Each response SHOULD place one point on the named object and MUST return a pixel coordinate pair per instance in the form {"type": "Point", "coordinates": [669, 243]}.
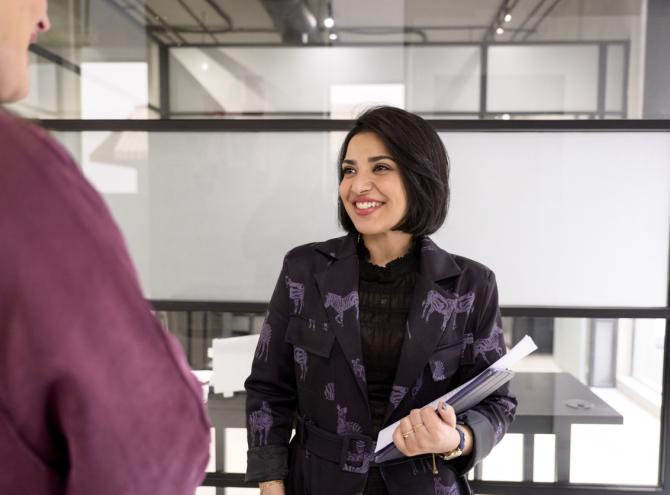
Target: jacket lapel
{"type": "Point", "coordinates": [426, 322]}
{"type": "Point", "coordinates": [338, 286]}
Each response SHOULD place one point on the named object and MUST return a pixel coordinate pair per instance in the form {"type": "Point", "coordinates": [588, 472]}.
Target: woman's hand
{"type": "Point", "coordinates": [426, 431]}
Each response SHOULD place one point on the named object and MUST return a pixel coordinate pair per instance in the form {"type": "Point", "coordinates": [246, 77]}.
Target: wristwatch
{"type": "Point", "coordinates": [453, 454]}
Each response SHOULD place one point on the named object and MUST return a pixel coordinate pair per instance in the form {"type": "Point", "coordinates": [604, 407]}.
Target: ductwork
{"type": "Point", "coordinates": [295, 20]}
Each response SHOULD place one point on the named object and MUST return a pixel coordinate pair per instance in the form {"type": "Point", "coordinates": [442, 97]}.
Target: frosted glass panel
{"type": "Point", "coordinates": [289, 80]}
{"type": "Point", "coordinates": [543, 78]}
{"type": "Point", "coordinates": [443, 79]}
{"type": "Point", "coordinates": [615, 78]}
{"type": "Point", "coordinates": [562, 218]}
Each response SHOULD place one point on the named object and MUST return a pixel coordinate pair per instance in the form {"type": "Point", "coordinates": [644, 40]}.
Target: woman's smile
{"type": "Point", "coordinates": [366, 206]}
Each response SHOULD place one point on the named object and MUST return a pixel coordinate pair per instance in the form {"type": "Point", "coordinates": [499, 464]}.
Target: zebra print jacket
{"type": "Point", "coordinates": [309, 363]}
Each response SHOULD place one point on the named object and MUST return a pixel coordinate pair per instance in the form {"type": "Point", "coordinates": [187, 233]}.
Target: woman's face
{"type": "Point", "coordinates": [372, 189]}
{"type": "Point", "coordinates": [20, 23]}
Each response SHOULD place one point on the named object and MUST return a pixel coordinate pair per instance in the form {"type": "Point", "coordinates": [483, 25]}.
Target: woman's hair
{"type": "Point", "coordinates": [423, 162]}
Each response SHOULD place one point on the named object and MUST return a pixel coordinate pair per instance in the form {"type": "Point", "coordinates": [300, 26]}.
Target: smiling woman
{"type": "Point", "coordinates": [369, 293]}
{"type": "Point", "coordinates": [20, 24]}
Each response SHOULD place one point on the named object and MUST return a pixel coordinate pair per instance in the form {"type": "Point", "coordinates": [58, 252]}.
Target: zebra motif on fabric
{"type": "Point", "coordinates": [398, 393]}
{"type": "Point", "coordinates": [424, 466]}
{"type": "Point", "coordinates": [437, 369]}
{"type": "Point", "coordinates": [441, 489]}
{"type": "Point", "coordinates": [490, 343]}
{"type": "Point", "coordinates": [329, 391]}
{"type": "Point", "coordinates": [359, 369]}
{"type": "Point", "coordinates": [345, 427]}
{"type": "Point", "coordinates": [417, 386]}
{"type": "Point", "coordinates": [437, 303]}
{"type": "Point", "coordinates": [296, 292]}
{"type": "Point", "coordinates": [263, 346]}
{"type": "Point", "coordinates": [300, 357]}
{"type": "Point", "coordinates": [341, 304]}
{"type": "Point", "coordinates": [260, 422]}
{"type": "Point", "coordinates": [358, 460]}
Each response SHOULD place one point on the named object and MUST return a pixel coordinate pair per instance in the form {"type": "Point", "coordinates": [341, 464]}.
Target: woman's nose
{"type": "Point", "coordinates": [44, 25]}
{"type": "Point", "coordinates": [362, 184]}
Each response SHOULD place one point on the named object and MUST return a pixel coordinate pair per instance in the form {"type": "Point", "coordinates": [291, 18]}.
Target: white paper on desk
{"type": "Point", "coordinates": [522, 349]}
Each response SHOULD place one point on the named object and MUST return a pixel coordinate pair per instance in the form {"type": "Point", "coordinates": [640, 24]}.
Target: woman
{"type": "Point", "coordinates": [365, 329]}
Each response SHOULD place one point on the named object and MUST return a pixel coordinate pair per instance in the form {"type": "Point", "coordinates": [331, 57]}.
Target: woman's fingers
{"type": "Point", "coordinates": [447, 413]}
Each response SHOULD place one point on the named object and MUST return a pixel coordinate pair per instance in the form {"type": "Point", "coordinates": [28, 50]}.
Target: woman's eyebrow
{"type": "Point", "coordinates": [373, 159]}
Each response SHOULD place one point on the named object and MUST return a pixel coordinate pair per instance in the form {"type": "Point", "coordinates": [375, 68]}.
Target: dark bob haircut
{"type": "Point", "coordinates": [423, 162]}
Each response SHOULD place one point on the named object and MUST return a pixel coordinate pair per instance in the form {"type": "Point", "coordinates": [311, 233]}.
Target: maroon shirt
{"type": "Point", "coordinates": [95, 397]}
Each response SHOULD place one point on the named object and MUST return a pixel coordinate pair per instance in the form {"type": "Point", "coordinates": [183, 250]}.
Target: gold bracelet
{"type": "Point", "coordinates": [265, 484]}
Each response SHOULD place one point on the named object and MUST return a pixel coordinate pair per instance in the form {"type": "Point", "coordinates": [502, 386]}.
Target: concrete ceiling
{"type": "Point", "coordinates": [222, 22]}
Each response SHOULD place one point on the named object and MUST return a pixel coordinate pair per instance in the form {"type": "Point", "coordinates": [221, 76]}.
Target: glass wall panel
{"type": "Point", "coordinates": [571, 59]}
{"type": "Point", "coordinates": [562, 218]}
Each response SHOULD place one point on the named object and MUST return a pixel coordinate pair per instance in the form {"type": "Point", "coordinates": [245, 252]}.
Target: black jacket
{"type": "Point", "coordinates": [309, 363]}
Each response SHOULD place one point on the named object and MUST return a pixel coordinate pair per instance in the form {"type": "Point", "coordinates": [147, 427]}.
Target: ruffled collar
{"type": "Point", "coordinates": [399, 266]}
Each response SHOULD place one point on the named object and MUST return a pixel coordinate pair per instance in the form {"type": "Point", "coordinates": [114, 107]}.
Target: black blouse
{"type": "Point", "coordinates": [385, 298]}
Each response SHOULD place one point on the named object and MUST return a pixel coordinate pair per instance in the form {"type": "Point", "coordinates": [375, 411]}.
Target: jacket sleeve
{"type": "Point", "coordinates": [271, 392]}
{"type": "Point", "coordinates": [490, 418]}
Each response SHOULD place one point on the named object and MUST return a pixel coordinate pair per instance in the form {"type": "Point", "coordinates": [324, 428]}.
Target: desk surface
{"type": "Point", "coordinates": [547, 398]}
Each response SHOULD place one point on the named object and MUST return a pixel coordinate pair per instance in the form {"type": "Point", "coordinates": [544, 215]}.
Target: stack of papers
{"type": "Point", "coordinates": [465, 396]}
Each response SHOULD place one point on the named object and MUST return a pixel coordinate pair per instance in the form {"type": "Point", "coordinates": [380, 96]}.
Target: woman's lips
{"type": "Point", "coordinates": [367, 211]}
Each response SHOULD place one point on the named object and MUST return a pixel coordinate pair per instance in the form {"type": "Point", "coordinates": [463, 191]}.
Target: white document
{"type": "Point", "coordinates": [522, 349]}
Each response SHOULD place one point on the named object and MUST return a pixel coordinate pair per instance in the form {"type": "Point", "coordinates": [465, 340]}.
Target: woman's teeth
{"type": "Point", "coordinates": [367, 205]}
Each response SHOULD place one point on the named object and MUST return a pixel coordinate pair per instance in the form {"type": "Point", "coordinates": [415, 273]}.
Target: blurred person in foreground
{"type": "Point", "coordinates": [95, 397]}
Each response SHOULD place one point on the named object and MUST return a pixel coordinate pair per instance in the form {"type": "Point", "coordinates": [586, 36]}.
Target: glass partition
{"type": "Point", "coordinates": [110, 59]}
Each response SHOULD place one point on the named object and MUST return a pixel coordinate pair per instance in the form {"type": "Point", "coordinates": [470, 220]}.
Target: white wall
{"type": "Point", "coordinates": [562, 218]}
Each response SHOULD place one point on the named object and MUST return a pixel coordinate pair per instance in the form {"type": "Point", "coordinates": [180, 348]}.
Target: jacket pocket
{"type": "Point", "coordinates": [445, 361]}
{"type": "Point", "coordinates": [316, 341]}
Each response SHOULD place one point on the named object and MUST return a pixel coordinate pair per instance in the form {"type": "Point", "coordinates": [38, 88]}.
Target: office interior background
{"type": "Point", "coordinates": [211, 128]}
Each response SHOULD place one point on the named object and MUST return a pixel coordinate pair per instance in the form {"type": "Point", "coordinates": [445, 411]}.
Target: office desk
{"type": "Point", "coordinates": [548, 403]}
{"type": "Point", "coordinates": [552, 403]}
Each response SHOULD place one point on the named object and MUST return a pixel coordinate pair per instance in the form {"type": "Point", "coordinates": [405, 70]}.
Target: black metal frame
{"type": "Point", "coordinates": [328, 125]}
{"type": "Point", "coordinates": [484, 46]}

Exercise requirements: Pull out every line of the rows above that contains the string "glass". The match is case-sensitive.

Solution to this exercise:
Target: frosted glass panel
Target: glass wall panel
Target: glass partition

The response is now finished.